* _What to do_: Using the lines below, work out the count of those that hold "green". Give the number only.

[Data items]
◆ ◆ ◆ ◆ ◆ ◆ ◆
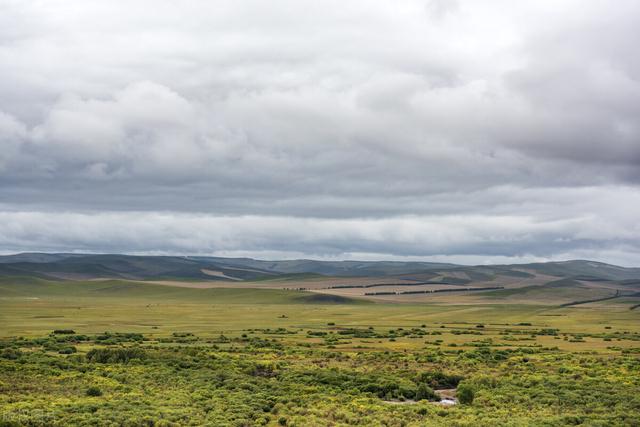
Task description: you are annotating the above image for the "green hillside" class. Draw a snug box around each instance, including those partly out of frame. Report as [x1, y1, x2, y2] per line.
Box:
[0, 277, 365, 305]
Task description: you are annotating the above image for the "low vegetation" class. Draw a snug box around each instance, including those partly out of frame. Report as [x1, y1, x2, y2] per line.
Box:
[1, 324, 640, 425]
[1, 278, 639, 425]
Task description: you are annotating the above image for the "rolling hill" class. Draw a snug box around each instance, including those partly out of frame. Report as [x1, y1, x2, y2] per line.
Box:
[1, 254, 640, 306]
[1, 253, 640, 282]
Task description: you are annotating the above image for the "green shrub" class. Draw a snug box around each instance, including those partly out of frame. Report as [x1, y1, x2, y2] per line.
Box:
[58, 346, 77, 354]
[417, 370, 463, 389]
[0, 348, 22, 360]
[52, 329, 76, 334]
[415, 384, 439, 401]
[457, 384, 474, 405]
[86, 386, 103, 397]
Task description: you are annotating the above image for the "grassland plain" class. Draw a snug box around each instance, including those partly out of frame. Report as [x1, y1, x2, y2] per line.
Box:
[1, 277, 640, 426]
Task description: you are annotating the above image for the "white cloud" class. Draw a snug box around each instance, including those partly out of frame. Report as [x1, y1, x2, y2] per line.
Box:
[0, 1, 639, 263]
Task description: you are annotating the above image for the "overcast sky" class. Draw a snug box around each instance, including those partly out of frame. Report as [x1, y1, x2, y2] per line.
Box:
[1, 0, 639, 265]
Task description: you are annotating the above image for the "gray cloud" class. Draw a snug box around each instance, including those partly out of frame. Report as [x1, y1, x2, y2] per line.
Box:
[0, 1, 639, 264]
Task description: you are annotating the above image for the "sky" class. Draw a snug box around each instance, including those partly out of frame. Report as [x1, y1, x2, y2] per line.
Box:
[0, 0, 639, 265]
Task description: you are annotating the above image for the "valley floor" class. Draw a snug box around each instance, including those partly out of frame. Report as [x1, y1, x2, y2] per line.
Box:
[1, 280, 639, 426]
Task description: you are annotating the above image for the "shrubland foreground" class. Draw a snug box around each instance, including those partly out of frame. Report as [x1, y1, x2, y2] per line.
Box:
[1, 278, 640, 426]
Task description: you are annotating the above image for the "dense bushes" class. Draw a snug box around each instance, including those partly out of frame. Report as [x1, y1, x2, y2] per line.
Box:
[86, 347, 146, 363]
[1, 330, 639, 426]
[417, 370, 463, 389]
[292, 368, 420, 400]
[52, 329, 76, 334]
[415, 384, 439, 401]
[0, 347, 21, 360]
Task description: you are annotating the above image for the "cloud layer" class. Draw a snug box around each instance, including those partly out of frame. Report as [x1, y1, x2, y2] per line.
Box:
[1, 1, 639, 264]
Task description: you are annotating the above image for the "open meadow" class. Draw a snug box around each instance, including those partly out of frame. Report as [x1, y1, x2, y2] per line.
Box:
[1, 276, 640, 426]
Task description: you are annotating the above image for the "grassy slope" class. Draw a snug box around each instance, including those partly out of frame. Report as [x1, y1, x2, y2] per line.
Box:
[478, 278, 621, 304]
[0, 276, 367, 303]
[1, 277, 639, 349]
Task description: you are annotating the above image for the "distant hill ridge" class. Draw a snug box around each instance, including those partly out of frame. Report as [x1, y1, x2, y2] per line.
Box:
[0, 253, 639, 282]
◆ ◆ ◆ ◆ ◆ ◆ ◆
* _Answer space_: 2